__Verilen Metin__
******
23 Haziran 2009 Salı

Ekşın!

Bildiğiniz üzere, ufak tefek, minik şeyler genelde sevimli olurlar. Civciv'dir, oyuncak ayıdır, vs. vs... Bu genelleme içinde bakınca, mini kelimesini barındıran minibüslerin de, dolayısıyla minibüsçülerin de şirin olmaları gerekir. İş teoride böyleyken, pratikte bambaşka oluyor. Mini mini, yanakları sıkılası, saçları okşanası şeyler olmaları gerekirken, bütün minibüsçüler "ağır abi" kavramının değişmez modelleri olarak yer edinmişler belleklerimizde.
******
__Öğe Kümesi__
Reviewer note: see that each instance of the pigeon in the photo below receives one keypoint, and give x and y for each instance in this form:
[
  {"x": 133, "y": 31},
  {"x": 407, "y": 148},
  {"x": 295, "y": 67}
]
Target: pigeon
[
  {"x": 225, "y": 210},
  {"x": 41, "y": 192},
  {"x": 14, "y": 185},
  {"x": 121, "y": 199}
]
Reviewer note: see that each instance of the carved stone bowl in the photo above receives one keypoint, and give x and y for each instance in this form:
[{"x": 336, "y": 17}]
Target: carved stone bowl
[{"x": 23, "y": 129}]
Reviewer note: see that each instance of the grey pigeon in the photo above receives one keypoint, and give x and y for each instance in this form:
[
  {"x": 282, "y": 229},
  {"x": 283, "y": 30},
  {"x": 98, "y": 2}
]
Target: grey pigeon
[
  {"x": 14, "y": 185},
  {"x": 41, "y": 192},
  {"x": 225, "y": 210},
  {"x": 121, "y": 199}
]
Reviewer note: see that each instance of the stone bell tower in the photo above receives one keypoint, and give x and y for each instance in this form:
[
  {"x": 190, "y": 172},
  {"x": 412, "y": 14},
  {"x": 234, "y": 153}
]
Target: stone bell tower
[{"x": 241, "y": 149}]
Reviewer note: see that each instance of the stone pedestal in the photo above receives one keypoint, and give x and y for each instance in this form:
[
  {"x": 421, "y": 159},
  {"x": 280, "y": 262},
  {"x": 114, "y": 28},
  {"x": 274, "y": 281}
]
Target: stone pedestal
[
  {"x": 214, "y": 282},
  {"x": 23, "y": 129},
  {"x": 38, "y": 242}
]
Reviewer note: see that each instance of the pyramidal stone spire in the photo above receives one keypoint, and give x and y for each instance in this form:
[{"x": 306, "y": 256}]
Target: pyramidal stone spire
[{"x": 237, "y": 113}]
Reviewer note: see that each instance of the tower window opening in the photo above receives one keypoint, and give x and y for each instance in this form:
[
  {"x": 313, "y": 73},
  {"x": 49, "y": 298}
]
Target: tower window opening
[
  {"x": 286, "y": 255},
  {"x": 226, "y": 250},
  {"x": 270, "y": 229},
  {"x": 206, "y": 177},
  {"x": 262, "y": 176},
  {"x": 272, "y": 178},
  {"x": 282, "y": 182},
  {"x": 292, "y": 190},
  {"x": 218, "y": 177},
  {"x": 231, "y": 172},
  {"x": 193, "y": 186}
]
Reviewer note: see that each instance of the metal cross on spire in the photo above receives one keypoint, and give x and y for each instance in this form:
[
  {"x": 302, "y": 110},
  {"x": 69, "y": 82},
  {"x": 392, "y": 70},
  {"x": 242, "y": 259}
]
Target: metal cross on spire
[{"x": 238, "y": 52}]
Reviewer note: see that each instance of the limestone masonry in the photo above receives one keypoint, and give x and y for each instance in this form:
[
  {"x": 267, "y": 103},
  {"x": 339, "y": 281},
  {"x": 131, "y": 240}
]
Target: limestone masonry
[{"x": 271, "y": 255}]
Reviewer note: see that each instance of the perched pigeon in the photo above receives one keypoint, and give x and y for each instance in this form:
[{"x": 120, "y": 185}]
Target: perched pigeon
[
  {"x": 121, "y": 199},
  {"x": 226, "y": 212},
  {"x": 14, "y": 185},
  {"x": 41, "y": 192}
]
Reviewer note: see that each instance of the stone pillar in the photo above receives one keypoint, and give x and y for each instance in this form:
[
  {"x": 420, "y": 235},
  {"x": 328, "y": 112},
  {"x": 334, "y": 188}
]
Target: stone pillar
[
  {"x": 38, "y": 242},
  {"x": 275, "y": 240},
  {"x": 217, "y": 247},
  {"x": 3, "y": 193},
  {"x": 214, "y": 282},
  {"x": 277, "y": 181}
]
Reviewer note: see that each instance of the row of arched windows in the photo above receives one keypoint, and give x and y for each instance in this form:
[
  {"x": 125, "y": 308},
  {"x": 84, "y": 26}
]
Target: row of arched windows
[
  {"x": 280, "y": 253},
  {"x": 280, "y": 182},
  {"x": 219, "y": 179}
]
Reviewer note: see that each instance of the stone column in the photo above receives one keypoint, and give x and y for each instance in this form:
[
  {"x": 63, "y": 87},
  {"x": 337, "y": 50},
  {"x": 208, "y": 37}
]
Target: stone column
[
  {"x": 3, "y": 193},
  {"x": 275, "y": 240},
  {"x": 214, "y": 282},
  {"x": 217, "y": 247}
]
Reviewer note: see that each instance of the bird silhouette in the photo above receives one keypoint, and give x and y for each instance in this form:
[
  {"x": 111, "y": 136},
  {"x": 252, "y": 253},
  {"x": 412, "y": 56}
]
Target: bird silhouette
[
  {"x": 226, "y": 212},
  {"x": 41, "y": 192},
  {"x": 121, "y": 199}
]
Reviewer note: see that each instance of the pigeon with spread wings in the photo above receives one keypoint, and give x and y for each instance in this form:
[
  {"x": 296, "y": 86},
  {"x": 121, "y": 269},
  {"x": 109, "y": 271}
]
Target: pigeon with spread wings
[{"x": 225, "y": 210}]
******
Minibüsçüleri anlatan metnin devamını, son cümlesinden sonrasını yazarak verin. Öğelerin bu metinle hiçbir ilgisi yoktur.

__Beklenen Çıktı__
Toplum bizi, elimizde olmayan bir şekilde, farklı rollere sokuyor ve bu hayat sahnesinde oynamaya zorluyor. Tamam, oynayacağımız rolü belirleyemiyoruz ama bu rolün oyundaki etkisini belirlemek bizim elimizde. Demem o ki, içinde bulunduğumuz şartlar dahilinde elimizden gelenin en iyisini yapmaya çalışmalıyız.

"Küçük rol yoktur, küçük aktör vardır." (hayır, minibüslere bi takıntım yok)

Taşındık

Yaklaşık 1 buçuk yıldır devam eden site temasını değiştirdim. Büyük yardımı olan alan a teşekkür eder, artık okurken gözlerinizin yorulmamasını temenni ederim.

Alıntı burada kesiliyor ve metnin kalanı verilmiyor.